- [EXERCISE INPUT]
══════
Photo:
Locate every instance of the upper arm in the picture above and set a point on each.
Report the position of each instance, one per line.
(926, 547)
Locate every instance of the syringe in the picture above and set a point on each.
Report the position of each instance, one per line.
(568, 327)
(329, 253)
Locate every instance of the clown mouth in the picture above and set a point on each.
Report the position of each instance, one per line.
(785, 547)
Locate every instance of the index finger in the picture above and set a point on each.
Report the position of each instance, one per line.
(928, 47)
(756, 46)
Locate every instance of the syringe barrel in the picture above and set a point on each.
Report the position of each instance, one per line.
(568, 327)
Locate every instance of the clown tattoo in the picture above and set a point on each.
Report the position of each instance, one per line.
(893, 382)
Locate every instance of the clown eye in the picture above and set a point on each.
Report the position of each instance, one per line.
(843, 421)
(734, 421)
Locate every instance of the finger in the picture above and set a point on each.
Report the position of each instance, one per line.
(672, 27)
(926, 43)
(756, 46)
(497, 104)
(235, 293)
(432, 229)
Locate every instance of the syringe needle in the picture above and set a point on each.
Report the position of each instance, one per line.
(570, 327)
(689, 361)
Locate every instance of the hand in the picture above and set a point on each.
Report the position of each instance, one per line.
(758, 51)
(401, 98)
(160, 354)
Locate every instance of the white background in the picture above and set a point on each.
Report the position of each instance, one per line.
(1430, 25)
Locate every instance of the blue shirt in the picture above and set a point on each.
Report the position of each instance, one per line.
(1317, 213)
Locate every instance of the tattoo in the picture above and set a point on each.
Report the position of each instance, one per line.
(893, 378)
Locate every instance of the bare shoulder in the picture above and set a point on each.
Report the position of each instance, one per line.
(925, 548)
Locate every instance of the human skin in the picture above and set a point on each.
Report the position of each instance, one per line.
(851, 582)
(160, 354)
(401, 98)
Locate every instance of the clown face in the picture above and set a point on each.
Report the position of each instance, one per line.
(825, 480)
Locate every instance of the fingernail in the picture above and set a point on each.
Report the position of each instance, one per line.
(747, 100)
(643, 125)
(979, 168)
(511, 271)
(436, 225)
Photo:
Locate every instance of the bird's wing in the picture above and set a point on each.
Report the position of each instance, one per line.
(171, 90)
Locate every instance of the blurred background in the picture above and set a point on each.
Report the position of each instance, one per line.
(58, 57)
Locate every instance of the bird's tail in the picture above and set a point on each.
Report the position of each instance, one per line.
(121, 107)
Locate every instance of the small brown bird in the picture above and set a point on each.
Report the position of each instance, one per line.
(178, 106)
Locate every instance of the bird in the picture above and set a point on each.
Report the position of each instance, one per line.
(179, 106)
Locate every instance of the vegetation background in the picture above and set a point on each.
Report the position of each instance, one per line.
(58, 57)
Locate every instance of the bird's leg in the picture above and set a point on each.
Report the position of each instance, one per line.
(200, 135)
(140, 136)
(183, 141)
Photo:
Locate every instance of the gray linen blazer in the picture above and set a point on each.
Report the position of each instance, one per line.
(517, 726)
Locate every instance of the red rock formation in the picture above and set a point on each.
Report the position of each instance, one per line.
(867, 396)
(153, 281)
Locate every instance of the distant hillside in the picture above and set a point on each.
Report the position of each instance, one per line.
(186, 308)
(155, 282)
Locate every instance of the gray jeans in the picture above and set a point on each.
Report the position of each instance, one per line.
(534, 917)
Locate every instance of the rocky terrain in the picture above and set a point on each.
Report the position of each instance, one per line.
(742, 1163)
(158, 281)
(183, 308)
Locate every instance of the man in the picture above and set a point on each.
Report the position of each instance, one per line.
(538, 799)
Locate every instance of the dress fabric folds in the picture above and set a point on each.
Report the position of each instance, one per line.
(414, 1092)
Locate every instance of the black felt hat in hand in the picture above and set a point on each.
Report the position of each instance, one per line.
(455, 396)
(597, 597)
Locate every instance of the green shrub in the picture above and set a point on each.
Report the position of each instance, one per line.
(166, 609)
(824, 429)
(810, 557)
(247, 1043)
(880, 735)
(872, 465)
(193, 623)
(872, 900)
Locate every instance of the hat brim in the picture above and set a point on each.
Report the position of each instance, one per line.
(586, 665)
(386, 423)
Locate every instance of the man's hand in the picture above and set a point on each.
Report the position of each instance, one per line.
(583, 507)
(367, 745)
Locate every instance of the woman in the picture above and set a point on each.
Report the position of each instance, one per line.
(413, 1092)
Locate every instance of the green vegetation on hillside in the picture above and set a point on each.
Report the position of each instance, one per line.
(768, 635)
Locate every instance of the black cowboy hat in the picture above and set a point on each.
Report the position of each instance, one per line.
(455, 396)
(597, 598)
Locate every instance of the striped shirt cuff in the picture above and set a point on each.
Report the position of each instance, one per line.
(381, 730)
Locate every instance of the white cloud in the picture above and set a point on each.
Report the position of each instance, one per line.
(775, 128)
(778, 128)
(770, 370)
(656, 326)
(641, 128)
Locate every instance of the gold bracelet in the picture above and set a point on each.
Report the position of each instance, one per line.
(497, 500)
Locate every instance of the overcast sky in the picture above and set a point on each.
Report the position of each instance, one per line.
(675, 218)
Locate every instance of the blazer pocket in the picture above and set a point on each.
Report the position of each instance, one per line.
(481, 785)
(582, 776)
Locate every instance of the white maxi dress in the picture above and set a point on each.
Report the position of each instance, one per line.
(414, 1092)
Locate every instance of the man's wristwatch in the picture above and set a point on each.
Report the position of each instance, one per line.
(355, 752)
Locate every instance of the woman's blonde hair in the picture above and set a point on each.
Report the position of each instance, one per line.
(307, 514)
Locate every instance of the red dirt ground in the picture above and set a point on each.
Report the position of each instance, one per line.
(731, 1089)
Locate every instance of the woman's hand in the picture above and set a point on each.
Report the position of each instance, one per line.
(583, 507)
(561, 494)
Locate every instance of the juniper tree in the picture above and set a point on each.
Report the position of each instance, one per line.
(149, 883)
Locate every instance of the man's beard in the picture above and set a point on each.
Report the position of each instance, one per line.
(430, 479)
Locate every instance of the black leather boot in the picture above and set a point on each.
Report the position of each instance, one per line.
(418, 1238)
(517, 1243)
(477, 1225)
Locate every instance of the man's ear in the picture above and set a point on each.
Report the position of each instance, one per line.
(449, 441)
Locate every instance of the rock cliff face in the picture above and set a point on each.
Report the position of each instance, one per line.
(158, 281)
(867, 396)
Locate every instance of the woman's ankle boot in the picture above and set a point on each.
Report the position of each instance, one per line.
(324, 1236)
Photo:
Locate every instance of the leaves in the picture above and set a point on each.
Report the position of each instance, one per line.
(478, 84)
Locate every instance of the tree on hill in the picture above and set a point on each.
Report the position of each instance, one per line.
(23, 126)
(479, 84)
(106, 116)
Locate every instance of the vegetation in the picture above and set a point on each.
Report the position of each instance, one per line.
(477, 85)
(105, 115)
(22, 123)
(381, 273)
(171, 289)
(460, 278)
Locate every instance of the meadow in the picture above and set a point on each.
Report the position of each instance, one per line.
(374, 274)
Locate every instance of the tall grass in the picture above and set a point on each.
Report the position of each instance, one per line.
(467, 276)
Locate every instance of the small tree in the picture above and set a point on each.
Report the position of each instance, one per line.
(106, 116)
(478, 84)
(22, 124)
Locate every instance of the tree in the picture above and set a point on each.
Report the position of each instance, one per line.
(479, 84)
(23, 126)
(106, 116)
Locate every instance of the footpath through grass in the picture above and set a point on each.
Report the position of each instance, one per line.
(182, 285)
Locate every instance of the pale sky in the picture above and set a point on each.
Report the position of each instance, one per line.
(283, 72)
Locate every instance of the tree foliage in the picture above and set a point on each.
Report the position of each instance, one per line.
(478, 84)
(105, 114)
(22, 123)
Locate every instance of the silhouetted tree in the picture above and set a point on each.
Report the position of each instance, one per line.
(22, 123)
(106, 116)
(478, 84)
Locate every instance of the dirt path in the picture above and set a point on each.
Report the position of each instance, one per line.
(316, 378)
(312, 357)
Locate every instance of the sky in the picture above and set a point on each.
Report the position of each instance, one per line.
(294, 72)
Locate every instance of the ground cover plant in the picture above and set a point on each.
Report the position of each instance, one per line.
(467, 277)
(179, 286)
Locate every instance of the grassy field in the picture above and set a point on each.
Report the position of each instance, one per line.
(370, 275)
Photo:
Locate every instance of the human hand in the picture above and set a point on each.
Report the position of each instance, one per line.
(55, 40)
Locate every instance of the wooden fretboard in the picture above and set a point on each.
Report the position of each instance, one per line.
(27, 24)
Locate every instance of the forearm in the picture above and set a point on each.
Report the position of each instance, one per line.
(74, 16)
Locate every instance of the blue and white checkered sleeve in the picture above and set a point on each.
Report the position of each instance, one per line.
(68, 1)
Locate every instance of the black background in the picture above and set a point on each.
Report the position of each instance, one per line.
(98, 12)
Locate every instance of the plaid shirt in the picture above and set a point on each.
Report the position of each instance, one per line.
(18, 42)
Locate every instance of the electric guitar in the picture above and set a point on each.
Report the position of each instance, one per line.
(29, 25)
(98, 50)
══════
- [WHAT THE EXERCISE ASKS] Each line of the entries that contains the word "background" should be listed.

- [RESULT OF THIS TASK]
Locate every instance of the white background in the picture above and set a point on each.
Locate every instance of the blurred background in the picture above and set a point on each.
Locate every instance of the vegetation background in the picture above and set a point on each.
Locate every instance of the black background in the picture above and set a point on each.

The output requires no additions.